-- START OF WORKING DATA --

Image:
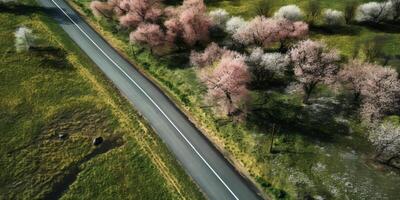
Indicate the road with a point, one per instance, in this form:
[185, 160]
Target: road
[201, 160]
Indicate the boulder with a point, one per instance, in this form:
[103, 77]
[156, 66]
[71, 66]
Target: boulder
[97, 141]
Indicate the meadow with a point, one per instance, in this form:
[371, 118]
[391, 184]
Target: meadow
[320, 150]
[53, 102]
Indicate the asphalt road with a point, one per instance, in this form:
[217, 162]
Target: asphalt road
[214, 175]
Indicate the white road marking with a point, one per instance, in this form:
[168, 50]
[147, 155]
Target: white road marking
[134, 82]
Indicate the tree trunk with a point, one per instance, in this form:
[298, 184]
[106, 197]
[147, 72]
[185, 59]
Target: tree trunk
[272, 139]
[308, 90]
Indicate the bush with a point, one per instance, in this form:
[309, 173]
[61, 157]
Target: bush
[219, 17]
[333, 17]
[373, 12]
[234, 24]
[289, 12]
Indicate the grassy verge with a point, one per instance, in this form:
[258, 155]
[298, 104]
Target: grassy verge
[52, 90]
[324, 156]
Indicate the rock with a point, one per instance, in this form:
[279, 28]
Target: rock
[97, 141]
[348, 184]
[62, 136]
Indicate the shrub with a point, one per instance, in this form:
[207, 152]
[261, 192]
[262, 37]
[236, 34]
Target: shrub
[234, 24]
[333, 17]
[219, 17]
[289, 12]
[373, 12]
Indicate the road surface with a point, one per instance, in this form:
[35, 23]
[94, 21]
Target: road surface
[209, 169]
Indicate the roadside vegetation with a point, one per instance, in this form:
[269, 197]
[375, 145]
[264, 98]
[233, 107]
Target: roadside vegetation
[54, 102]
[302, 95]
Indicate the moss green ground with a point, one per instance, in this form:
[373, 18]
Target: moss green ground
[320, 150]
[54, 89]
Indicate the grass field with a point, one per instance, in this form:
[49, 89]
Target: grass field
[326, 156]
[54, 89]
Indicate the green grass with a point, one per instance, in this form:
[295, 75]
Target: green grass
[316, 153]
[54, 89]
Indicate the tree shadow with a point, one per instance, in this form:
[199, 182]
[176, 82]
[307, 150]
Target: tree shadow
[315, 121]
[52, 56]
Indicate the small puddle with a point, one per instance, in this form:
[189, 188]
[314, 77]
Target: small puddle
[72, 173]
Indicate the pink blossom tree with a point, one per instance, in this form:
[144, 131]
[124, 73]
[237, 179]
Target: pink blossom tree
[149, 35]
[376, 87]
[226, 83]
[313, 64]
[380, 93]
[353, 76]
[210, 55]
[188, 23]
[264, 31]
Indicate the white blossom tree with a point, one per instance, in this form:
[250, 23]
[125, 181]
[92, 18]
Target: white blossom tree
[24, 39]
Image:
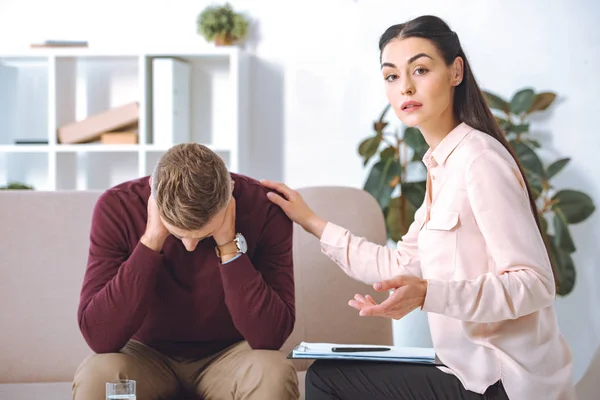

-- END OF WORKING DATA --

SET TASK: Swap "white blossom tree" for "white flowering tree" and write out everything from the line containing "Indicate the white blossom" down to the end of the rows, with the rest unchanged and the pictures left out.

WRITTEN RESPONSE:
Indicate the white flowering tree with a point, one per instance, in this form:
[250, 23]
[125, 181]
[92, 18]
Target: white flowering tree
[24, 39]
Image:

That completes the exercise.